> [DOCUMENT PASSAGE]:
In Figure 4a, the snapping operation $o\left(a_{\left(i\right)},b_{\left(j\right)}\to v\right)$ changes the lengths and angles of four boundary line segments. Thus, according to Equation 1, the cost of the snapping operation is determined by Equation (2).

$$\begin{array}{l}c\left(a_{(i)},b_{(j)}\to v\right)=\lambda \left\{{\left(l_{p,a(i)}-l_{p,v}\right)}^2+{\left(l_{a(i),a(i+1)}-l_{v,a(i+1)}\right)}^2+{\left(l_{p,b(j)}-l_{p,v}\right)}^2+{\left(l_{b(j),b(j+1)}-l_{v,b(j+1)}\right)}^2\right\}\\ +\left(1-\lambda \right)\left\{{{\theta }_p}^2+{{\theta }_{a(i+1)}}^2+{{\theta }_{p\text{'}}}^2+{{\theta }_{b(j+1)}}^2\right\}\end{array}$$

(2)

In this equation, $l_{x,y}$ is the length (meter) of a boundary line segment between points $x$ and $y$. ${\theta }_x$ is the angle change (degree) at point $x$ after an operation.

In Figure 4b, the removing operation $o\left(a_{\left(i\right)}\to \varphi \right)$ changes the lengths and angles of two line segments of one boundary. Thus, the cost of the removing operation is formulated as Equation (3).

$$c\left(a_{(i)}\to \varphi \right)=2\lambda \left\{{\left(\frac{l_{p,a(i)}+l_{a(i),a(i+1)}-l_{p,a(i+1)}}{2}\right)}^2\right\}+\left(1-\lambda \right)\left\{{{\theta }_p}^2+{{\theta }_{a(i+1)}}^2\right\}$$

(3)

The other removing operation $o\left(b_{\left(j\right)}\to \varphi \right)$ is similarly formulated.

2.2.2. String Matching to Find Corresponding Point Pairs

Given two point strings $A=\left[a_{\left(1\right)},a_{\left(2\right)},\cdots ,a_{\left(n\right)}\right]$ and $B=\left[b_{\left(1\right)},b_{\left(2\right)},\cdots ,b_{\left(m\right)}\right]$ whose sizes are $n$ and $m$, respectively, a string matching method calculates the total cost between $A$ and $B$, as described by Equation (4).

$$C\left(A,B\right)=\text{\hspace{0.17em}\hspace{0.17em}\hspace{0.17em}min\hspace{0.17em}}\left\{{\displaystyle \sum _O{c}_{(i)}|O=\left[o_{(1)},o_{(2)},\cdots ,o_{(N)}\right]}\right\}$$

(4)

> [WHAT TO DO]:
• A. In the passage on boundary matching costs, how many boundary line segments have their lengths and angles changed by the snapping operation?
• B. Please write out the part of the passage on boundary matching costs that opens with the words containing "2.2.2. String Matching" and closes with "by Equation (4).".

> [DATA SECTION]:
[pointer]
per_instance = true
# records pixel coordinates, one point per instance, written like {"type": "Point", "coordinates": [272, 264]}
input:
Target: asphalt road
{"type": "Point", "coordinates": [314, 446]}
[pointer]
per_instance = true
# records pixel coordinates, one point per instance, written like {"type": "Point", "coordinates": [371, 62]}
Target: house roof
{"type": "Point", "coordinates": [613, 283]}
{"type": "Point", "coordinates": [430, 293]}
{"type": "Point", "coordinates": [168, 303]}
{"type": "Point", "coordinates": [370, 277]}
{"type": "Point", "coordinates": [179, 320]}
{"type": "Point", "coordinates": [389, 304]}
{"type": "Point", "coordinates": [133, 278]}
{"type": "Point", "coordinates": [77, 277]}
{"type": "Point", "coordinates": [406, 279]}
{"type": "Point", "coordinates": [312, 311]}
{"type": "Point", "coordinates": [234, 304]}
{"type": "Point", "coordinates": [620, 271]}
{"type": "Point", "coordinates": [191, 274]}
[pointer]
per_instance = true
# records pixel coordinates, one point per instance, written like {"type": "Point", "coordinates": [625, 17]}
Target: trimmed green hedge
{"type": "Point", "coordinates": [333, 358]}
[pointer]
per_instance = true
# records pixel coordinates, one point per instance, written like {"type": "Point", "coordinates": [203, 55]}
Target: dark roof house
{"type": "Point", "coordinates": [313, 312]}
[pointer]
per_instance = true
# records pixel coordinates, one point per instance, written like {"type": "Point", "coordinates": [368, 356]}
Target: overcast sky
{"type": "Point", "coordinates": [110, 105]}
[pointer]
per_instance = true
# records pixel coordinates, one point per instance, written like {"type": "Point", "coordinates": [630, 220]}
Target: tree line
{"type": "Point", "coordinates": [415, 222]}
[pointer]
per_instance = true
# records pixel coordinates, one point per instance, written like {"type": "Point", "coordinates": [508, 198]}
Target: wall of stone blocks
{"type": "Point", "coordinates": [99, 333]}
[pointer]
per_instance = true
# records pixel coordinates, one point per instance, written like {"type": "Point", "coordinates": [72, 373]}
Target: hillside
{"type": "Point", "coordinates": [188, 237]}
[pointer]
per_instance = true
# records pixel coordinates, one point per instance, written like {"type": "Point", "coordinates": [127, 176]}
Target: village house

> [RESULTS]:
• A. Four.

• B.
2.2.2. String Matching to Find Corresponding Point Pairs

Given two point strings $A=\left[a_{\left(1\right)},a_{\left(2\right)},\cdots ,a_{\left(n\right)}\right]$ and $B=\left[b_{\left(1\right)},b_{\left(2\right)},\cdots ,b_{\left(m\right)}\right]$ whose sizes are $n$ and $m$, respectively, a string matching method calculates the total cost between $A$ and $B$, as described by Equation (4).